**WORK ORDER:** When you reproduce the listing, keep every word as it is and drop the pictures.

**INFORMATION GIVEN:**
Start of Block
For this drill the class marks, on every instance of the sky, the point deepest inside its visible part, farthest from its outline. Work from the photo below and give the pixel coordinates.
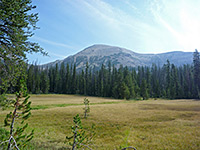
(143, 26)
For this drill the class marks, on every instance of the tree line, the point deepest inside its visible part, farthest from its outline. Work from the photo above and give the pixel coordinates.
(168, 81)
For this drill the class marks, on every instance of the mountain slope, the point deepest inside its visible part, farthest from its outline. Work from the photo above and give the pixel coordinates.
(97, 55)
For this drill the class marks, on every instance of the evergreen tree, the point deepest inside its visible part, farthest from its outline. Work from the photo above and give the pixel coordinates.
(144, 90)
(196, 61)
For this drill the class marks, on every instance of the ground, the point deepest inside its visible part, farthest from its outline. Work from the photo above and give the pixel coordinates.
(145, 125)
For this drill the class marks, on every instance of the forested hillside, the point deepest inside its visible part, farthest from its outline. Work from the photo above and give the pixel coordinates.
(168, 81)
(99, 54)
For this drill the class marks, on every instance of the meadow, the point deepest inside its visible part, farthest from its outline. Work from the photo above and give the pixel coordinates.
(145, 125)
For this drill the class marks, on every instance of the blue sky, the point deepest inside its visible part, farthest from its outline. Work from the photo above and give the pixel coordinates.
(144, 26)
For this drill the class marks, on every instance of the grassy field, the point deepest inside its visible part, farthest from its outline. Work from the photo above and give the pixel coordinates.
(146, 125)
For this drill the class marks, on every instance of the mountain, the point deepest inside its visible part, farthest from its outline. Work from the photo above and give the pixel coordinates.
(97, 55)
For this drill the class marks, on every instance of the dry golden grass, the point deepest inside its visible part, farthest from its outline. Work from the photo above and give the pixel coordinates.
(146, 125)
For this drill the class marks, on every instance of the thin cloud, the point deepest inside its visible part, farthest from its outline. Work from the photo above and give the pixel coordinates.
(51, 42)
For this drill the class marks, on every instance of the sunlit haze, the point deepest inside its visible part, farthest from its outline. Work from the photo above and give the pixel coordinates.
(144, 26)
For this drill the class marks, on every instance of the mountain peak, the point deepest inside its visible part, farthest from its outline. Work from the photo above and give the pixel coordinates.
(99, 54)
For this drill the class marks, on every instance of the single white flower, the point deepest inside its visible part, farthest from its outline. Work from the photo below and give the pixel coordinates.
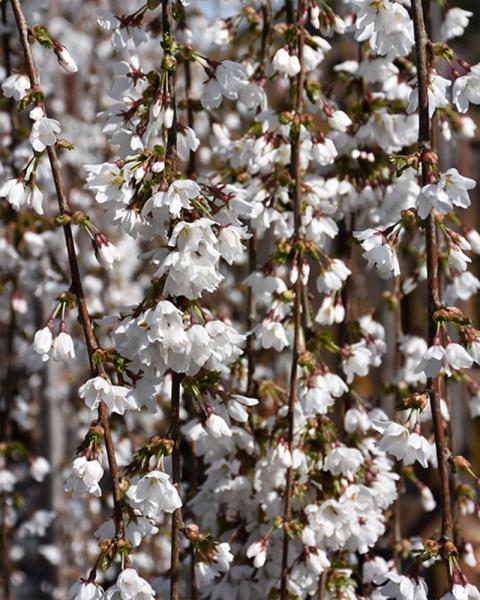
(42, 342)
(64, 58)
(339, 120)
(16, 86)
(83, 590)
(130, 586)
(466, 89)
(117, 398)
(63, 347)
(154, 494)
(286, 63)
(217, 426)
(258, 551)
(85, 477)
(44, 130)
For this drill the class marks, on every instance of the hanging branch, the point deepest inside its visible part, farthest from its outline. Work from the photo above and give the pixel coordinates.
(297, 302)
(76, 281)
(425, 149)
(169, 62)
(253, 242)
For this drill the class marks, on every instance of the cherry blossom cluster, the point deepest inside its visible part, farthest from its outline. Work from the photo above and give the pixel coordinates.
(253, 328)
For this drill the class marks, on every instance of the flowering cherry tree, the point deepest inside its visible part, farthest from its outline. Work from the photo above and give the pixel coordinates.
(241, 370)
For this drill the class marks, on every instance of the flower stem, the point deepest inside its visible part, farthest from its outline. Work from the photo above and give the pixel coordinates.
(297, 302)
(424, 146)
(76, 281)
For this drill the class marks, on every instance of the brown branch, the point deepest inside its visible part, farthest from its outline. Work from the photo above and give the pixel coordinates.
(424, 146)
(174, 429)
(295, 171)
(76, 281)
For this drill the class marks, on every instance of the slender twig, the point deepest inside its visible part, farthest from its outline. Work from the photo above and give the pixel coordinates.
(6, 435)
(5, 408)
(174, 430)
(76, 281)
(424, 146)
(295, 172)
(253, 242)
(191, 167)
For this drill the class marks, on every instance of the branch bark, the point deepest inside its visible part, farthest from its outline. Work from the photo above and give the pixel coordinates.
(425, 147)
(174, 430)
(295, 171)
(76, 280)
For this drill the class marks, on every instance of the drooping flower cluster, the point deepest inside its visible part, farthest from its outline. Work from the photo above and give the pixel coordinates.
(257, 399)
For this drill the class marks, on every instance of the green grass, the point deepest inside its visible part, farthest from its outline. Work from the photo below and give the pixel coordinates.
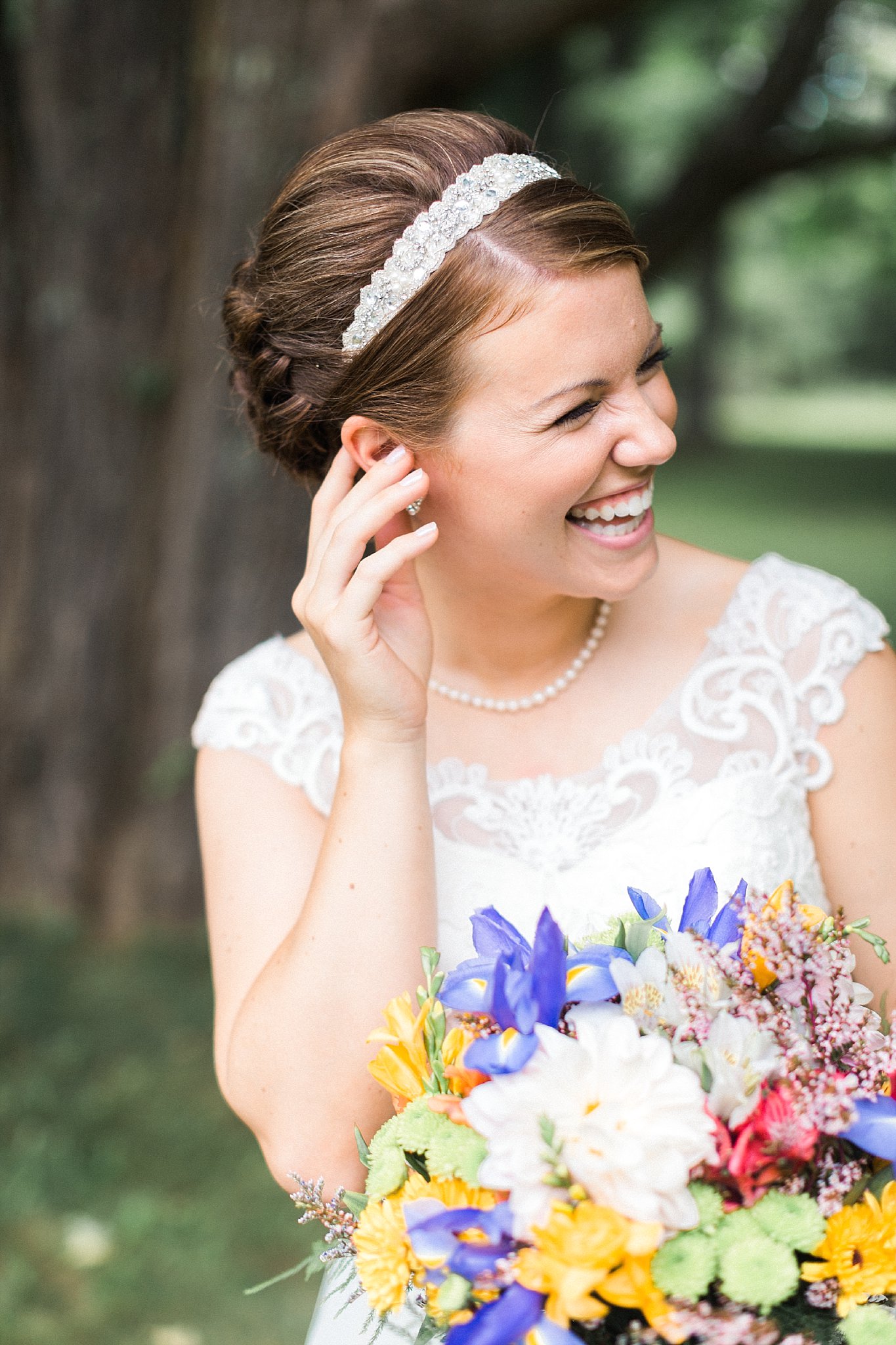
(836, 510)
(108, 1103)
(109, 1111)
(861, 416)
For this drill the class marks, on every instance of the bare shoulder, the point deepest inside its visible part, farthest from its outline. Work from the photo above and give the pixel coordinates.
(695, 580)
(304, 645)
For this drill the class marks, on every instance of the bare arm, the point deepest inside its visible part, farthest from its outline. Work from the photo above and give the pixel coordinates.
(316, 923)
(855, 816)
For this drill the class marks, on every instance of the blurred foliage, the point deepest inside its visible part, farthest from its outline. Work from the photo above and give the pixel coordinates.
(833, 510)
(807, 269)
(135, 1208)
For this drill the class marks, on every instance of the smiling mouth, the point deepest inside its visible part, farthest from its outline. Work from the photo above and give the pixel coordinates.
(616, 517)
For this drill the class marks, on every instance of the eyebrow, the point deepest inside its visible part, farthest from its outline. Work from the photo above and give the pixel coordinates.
End of Block
**ANSWER FOR THIS EXERCISE:**
For this drill the class marks, on every instance of the sky, the point deepest inside its visible part, farthest from its outline. Work from the photo below and give the pixel coordinates.
(143, 26)
For this drill the class marks, on every instance of the tree line, the point deepest inside its visible part, farthest from its outline. Work from the photo above and give the pixel coordinates.
(168, 81)
For this drill the class marks, on every instance of the mountain slope, the point deepest inside its visible part, farthest from its outline. Work from the photo above and give the pixel coordinates.
(97, 55)
For this drill the class marks, on every instance of the evergreen tree, the point deepest inside its visible part, farthest from its outline. Work from the photo above and give the pixel coordinates.
(144, 90)
(196, 61)
For this drill the class marks, on every instance of the ground, the point deepest inside its visible part, farthest from its outline. Work from the photo above and give the pixel coordinates.
(145, 125)
For this drill the class marks, on every instance of the forested hillside, the point deepest inside its visible part, farthest from its outline. Work from the photo above and give the pixel coordinates.
(168, 81)
(99, 54)
For this drill the class marks, on every instance of the meadow, the point deepest inside its visible part, farthest from its outline. Work from the photo above and give the pixel coordinates.
(145, 125)
For this drill the class marks, on every instance of the blue sky, the point deepest inside its visible part, farthest from its outline. Work from the photo above and give the pixel coordinates.
(144, 26)
For this drill the class marks, on every instance of the grassy field, the point deepest inside its visible part, farthest from its outline. Work from the photo above and give the pixel coordinates.
(146, 125)
For this drill the class marks, on every instance of the mountain, the point deepest inside its visible part, farthest from its outline. Work from the photo above and give the pixel coordinates.
(97, 55)
For this drill the class marks, on every instance of the dry golden grass, the point deepest inside its visible part, farthest from its outline. Work from the photo above and give the pixel coordinates.
(146, 125)
For this drill the class marks, on every instance of the thin cloud, the point deepest inside its visible part, farthest from its outline. Work from the photo above and give the pixel coordinates.
(51, 42)
For this drill the class marks, on every instance of the sunlit haze, the point deepest inside its visible part, farthest from its outline. Work from the photo above and give the pixel coordinates.
(144, 26)
For this drill the class marks, on every instance of the mountain peak, the point deepest inside its visible part, farthest from its outline. Work from the photo above and give the pixel coordinates.
(99, 54)
For this drill the class marks, on every instance of the single white flower, the point deepest inside its visible part, farthest from its outline. Work from the photo below and give the pixel coordinates.
(42, 342)
(64, 58)
(339, 120)
(16, 86)
(83, 590)
(130, 586)
(466, 89)
(117, 398)
(63, 347)
(154, 494)
(286, 63)
(217, 426)
(258, 551)
(85, 477)
(44, 130)
For this drill the class marks, on every instance of the hanging branch, the point deepest inside its visible part, farthest from its outline. Work from the photo above and give the pixel coordinates.
(297, 302)
(76, 281)
(425, 149)
(169, 62)
(253, 242)
For this drill the class marks, on every instance of the cherry blossom cluster, the point deepest inside its visible part, farthest from its outline. Work from the photo above and give the pixel coordinates.
(253, 328)
For this drill the class marks, on every instance of the flowering cherry tree, the point deepest inside its visible part, farthest from its outline. Work from the photo above and give the pixel coordinates.
(241, 370)
For this drill the class marks, on every instance of the flower stem, the point deepest inside its visible part, farthest from its outline. Work from the photo above and give the pixel coordinates.
(297, 302)
(424, 146)
(76, 281)
For this drill the class marks, on every instance of the brown branch, the point deepest inside its visible part, farthest from its outline. Work from the photo above and give the pixel coordinates.
(424, 146)
(174, 429)
(295, 171)
(76, 281)
For this drill the class marks, on every instance of the slender twig, the point deepest inside its visible part, farthest from its outline. Work from the photo above and give the pixel coordinates.
(6, 435)
(5, 408)
(174, 430)
(76, 281)
(424, 146)
(295, 172)
(253, 242)
(191, 167)
For this drill the class marks, on every instance of the branch bark, the point deepest inside its visible part, farthest from its outline. Work from the photo above and give the pixel coordinates.
(425, 147)
(174, 430)
(295, 171)
(76, 280)
For this drill the class marks, on every instance of the drooping flower cluster, the point deepest inside its visible part, farthest from its outline. Work from the photo above and give the pixel coordinates.
(257, 399)
For this drill the class marks, on every instance of the green grass, the point deepest inside its visible part, farthest from its outline. Work from the photo below and give the pixel coordinates.
(836, 510)
(108, 1103)
(109, 1111)
(861, 416)
For this drill the class marks, on every instance of the bare shoulder, the point deepest inside its visible part, farthest from its outline. Work from the photo above and give the pixel coordinates.
(695, 580)
(304, 645)
For this drill the class marks, on every instance of the bare arm, the point deepest inside its visible part, farthest from its outline. Work from the photo above and give the pixel coordinates.
(316, 923)
(855, 816)
For this drill the class marks, on every instance of the blurred foliage, the point deepest inside its visible part, farthest from its outline. Work from the photo above and give the pixel coordinates.
(833, 510)
(807, 269)
(135, 1208)
For this drill the class marks, on every instance of the smiling mouth, the point deepest inside its visible part, farthest from its outline. Work from the photo above and give the pixel coordinates.
(616, 517)
For this drill the class marks, on every instance of the eyebrow, the point deepest inside its visible part, farthest from its outline. Work from the photo above and give the pixel coordinates.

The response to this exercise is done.